··· Task data
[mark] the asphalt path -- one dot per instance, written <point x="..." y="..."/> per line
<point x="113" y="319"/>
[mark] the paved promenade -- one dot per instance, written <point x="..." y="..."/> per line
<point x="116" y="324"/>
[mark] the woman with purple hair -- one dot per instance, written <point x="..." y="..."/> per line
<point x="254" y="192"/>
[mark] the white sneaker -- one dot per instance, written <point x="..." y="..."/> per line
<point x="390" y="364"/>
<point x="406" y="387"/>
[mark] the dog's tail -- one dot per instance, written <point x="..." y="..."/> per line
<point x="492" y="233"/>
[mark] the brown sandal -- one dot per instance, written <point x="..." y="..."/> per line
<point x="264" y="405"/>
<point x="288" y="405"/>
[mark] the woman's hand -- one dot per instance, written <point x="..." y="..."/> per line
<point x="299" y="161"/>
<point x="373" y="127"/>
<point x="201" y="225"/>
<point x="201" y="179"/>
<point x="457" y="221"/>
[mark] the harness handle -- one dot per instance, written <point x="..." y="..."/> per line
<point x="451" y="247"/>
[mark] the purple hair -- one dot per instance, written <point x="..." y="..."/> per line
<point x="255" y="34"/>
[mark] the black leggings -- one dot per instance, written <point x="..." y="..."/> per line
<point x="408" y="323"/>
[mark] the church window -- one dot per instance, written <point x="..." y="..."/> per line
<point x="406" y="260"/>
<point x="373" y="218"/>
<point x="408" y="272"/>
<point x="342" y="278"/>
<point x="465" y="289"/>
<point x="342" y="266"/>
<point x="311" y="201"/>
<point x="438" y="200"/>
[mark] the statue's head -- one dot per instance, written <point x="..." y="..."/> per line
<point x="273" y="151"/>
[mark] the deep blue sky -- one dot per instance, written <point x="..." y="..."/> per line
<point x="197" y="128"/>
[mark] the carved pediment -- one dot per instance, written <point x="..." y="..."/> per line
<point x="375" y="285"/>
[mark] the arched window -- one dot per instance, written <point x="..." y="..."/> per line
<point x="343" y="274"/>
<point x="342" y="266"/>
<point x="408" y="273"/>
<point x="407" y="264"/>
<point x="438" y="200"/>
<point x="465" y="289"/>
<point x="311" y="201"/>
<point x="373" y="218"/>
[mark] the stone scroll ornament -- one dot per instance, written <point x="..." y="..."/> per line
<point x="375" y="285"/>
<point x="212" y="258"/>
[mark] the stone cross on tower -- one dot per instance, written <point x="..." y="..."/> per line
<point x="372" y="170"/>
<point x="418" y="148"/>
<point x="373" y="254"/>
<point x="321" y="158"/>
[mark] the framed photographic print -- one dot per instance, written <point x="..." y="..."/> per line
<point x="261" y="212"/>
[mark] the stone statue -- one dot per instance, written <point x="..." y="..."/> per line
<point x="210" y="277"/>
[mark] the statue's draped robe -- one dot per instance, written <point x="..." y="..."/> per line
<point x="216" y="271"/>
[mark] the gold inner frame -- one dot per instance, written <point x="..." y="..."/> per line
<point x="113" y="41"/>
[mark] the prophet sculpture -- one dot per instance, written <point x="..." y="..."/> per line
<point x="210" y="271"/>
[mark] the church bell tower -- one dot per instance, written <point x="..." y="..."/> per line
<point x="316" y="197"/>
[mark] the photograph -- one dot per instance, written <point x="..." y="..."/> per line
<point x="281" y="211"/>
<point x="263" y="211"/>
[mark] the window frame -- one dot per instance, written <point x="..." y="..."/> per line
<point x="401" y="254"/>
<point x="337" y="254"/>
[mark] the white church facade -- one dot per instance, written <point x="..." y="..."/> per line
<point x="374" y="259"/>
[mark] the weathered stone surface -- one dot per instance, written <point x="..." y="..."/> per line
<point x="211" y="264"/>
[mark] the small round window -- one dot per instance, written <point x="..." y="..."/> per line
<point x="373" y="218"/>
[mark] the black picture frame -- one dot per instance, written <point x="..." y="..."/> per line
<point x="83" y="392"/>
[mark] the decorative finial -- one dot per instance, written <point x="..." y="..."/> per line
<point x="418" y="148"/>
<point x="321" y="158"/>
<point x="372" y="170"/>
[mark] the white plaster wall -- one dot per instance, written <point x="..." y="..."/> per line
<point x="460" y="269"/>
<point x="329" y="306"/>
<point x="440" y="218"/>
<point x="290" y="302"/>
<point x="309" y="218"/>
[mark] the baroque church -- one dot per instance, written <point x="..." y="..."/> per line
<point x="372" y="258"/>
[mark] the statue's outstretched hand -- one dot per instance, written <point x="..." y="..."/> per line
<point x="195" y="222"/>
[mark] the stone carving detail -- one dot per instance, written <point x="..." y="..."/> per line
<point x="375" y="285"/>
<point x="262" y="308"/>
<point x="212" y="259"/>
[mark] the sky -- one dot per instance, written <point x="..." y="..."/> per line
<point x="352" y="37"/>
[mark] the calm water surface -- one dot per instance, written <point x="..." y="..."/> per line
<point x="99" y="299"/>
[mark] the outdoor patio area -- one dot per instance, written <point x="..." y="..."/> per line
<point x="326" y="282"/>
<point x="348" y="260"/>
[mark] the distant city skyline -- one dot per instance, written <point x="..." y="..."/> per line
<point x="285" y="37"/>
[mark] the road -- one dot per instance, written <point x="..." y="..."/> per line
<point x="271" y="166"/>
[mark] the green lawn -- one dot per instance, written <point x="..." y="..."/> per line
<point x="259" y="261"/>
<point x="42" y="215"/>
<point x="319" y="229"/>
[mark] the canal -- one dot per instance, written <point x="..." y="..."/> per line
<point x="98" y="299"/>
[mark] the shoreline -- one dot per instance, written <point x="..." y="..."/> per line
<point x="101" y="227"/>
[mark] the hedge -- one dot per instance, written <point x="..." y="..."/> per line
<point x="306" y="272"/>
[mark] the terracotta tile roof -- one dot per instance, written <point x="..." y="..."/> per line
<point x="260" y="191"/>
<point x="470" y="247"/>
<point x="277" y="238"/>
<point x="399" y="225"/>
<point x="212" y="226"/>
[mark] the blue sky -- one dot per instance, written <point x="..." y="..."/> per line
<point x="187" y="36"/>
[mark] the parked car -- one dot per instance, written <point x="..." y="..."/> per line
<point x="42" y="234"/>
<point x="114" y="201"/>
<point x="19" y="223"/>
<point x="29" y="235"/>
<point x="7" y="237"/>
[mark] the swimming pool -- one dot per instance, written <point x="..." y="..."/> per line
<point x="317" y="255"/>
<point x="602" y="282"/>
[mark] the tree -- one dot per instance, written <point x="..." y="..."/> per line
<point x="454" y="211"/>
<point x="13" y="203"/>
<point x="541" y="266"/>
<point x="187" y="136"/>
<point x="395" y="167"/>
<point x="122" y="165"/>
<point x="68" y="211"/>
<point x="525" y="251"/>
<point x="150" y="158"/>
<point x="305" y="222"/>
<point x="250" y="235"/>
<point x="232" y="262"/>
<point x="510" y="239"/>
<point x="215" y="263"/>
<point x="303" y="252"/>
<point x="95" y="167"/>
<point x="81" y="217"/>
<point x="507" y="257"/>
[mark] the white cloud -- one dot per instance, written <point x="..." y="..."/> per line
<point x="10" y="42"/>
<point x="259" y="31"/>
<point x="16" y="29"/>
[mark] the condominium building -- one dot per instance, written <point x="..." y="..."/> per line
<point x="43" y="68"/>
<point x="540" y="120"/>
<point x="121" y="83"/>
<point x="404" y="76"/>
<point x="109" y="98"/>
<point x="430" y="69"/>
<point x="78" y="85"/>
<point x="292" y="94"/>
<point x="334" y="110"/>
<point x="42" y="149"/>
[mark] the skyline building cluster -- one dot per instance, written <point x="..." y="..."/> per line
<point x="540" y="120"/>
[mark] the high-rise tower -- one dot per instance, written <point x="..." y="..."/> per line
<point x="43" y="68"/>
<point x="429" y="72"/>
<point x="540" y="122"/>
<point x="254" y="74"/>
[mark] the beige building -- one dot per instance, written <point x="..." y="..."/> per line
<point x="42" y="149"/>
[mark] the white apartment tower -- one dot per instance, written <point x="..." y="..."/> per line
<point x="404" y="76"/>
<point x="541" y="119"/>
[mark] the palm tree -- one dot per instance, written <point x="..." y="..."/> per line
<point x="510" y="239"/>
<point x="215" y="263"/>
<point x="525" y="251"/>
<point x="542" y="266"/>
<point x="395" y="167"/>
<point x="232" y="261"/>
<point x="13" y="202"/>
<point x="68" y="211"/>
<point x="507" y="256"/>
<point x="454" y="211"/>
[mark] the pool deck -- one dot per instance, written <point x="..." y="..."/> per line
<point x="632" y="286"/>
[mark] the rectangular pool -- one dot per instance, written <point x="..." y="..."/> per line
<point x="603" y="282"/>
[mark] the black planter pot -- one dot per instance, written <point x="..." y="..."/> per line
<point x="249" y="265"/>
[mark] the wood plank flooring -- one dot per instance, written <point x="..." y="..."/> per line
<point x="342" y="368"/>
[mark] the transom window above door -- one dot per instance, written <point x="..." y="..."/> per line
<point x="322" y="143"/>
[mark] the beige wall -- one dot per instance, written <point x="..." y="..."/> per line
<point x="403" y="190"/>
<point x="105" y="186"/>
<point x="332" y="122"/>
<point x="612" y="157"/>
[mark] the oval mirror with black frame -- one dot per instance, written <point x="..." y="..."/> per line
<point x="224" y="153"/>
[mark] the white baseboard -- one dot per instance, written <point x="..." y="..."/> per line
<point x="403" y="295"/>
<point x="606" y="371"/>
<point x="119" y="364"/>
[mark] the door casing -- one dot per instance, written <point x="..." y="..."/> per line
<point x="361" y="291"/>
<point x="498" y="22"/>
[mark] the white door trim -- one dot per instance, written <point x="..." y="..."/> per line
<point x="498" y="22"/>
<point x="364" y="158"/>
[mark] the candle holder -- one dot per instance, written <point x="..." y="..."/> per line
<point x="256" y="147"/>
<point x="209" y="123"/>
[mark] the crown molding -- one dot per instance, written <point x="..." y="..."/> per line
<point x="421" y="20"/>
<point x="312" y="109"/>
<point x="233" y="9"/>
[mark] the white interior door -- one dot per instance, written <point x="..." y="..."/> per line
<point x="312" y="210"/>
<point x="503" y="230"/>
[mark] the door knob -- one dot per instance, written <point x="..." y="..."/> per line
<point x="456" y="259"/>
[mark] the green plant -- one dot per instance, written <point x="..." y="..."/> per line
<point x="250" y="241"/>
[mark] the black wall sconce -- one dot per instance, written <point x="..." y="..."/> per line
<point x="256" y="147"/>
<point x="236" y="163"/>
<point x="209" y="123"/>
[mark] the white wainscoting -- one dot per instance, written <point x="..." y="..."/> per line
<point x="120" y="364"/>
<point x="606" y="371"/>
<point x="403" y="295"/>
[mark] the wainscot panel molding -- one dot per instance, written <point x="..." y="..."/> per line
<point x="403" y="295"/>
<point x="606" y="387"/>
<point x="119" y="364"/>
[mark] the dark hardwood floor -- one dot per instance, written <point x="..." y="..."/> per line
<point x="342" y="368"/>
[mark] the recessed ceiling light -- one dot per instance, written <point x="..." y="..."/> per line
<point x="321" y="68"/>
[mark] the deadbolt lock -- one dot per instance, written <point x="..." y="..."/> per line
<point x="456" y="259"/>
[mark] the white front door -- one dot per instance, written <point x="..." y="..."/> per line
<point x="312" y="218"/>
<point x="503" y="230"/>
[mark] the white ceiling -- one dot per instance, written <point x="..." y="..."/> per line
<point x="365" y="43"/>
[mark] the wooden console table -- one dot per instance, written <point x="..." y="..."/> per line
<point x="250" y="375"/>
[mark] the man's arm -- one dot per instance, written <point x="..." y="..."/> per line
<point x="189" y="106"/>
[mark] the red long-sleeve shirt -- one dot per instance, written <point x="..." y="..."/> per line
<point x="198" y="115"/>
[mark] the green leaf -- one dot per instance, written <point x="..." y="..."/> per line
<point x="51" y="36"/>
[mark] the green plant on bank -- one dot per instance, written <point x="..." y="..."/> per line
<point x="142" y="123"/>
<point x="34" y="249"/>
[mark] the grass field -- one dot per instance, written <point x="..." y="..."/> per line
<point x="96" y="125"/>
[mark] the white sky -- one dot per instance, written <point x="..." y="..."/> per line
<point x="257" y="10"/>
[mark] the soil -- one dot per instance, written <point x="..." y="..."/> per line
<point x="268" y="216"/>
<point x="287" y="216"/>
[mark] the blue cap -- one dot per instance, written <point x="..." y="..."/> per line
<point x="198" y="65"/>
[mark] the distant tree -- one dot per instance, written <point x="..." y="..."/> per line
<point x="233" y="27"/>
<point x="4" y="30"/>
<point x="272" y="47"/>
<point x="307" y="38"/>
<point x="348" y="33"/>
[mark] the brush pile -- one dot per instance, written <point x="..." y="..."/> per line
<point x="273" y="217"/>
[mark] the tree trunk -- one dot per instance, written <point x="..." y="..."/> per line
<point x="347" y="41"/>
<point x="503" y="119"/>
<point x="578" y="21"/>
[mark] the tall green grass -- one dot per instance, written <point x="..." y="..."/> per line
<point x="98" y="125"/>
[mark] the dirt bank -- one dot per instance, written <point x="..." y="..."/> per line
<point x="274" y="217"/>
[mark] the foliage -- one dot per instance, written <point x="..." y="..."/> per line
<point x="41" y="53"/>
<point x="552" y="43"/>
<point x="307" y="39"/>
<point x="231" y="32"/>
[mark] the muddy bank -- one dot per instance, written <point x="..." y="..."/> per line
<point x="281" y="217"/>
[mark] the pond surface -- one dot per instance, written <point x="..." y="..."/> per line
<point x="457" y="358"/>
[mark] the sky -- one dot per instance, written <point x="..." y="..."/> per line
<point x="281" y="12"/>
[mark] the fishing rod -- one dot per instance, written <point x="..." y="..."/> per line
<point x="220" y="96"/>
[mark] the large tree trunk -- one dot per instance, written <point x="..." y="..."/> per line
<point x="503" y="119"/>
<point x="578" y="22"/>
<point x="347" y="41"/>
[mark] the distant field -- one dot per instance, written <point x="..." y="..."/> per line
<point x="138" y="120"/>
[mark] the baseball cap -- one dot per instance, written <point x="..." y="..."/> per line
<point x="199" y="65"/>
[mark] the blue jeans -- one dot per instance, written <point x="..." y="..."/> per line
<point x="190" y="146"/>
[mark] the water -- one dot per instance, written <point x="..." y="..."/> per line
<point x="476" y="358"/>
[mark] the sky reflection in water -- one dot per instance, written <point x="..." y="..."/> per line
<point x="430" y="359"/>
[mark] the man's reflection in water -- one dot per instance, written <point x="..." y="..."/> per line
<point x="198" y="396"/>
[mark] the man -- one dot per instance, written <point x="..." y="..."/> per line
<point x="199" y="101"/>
······
> [Task requirements] Rewrite the lines from the one containing "[mark] the man -- one" through the end of the records, substituting "marker" for "dot" and changing nothing else.

> [Complete output]
[mark] the man -- one marker per instance, written <point x="..." y="..."/> per line
<point x="199" y="101"/>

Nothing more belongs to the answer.